Aim of the task: Extract each line of the material below that contains the string "firebox", copying every such line in full.

Point annotation dataset material:
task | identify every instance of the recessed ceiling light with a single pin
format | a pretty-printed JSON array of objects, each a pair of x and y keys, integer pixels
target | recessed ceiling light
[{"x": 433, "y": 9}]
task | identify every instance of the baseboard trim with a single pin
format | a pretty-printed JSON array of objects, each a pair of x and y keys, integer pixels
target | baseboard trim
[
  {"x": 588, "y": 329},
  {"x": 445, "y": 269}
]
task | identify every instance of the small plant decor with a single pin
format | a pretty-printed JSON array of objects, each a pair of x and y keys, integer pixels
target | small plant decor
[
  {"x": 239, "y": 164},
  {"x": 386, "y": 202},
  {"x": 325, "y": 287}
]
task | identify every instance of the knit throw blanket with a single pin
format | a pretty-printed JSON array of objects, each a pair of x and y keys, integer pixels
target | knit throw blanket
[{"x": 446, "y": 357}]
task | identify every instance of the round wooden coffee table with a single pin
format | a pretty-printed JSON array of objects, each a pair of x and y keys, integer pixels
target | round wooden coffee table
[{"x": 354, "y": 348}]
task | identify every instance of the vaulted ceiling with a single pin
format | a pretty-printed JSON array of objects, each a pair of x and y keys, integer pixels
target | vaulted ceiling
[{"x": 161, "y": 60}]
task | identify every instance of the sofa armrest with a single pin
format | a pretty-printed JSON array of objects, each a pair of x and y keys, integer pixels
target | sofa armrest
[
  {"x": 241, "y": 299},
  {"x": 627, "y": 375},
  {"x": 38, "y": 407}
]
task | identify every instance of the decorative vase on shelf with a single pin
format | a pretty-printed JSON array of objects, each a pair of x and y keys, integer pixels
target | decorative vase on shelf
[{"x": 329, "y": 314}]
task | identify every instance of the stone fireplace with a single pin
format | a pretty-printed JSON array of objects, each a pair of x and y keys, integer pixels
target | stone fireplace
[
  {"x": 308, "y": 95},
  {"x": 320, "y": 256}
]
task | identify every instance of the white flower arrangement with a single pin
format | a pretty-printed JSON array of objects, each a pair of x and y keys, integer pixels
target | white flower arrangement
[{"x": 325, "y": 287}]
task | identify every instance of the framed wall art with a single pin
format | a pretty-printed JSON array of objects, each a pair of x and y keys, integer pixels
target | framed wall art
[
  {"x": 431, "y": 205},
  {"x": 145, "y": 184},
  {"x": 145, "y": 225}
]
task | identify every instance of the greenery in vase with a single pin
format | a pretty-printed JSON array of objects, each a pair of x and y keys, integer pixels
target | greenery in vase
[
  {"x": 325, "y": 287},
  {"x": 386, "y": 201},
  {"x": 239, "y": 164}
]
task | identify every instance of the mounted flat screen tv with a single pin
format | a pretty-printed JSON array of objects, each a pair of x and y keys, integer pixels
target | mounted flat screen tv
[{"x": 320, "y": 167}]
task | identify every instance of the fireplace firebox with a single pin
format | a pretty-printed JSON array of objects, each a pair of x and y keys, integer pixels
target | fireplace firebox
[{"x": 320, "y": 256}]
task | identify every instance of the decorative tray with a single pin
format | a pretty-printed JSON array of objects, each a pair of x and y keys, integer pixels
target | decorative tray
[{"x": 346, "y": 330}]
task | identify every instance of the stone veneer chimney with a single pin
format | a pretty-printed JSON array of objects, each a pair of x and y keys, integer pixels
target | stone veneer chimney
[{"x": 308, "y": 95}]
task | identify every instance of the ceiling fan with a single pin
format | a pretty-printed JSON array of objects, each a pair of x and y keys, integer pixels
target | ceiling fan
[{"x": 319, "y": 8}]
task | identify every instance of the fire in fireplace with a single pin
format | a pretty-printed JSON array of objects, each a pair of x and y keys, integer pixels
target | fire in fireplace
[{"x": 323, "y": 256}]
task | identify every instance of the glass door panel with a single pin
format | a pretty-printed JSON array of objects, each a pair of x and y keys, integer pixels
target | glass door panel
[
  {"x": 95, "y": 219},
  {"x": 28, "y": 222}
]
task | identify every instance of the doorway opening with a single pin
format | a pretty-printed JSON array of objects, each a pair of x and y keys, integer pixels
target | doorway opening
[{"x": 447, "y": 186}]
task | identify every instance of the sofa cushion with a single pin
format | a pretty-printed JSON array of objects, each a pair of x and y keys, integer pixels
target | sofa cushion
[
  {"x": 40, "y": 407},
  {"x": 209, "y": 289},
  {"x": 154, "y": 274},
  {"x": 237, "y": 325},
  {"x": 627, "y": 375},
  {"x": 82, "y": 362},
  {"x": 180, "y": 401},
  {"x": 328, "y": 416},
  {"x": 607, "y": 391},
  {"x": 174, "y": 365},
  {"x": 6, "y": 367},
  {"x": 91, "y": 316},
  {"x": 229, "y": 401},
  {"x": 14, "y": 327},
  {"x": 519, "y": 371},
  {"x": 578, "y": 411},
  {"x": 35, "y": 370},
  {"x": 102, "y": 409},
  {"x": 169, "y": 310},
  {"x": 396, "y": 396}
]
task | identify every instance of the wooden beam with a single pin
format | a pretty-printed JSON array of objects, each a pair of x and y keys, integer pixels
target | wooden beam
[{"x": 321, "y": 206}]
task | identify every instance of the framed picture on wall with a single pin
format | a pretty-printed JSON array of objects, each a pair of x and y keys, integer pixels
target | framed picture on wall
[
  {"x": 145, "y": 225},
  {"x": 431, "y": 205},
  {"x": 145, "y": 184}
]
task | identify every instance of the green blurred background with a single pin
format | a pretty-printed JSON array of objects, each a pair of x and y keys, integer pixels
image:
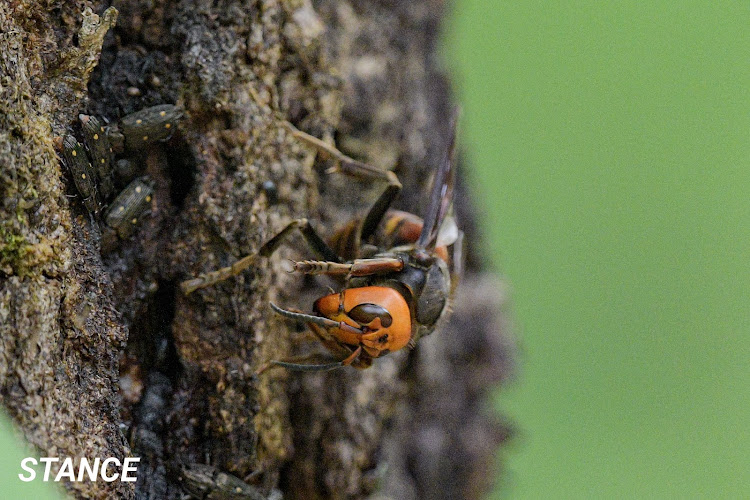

Output of the exercise:
task | identify every instance of the fireplace firebox with a single pin
target | fireplace firebox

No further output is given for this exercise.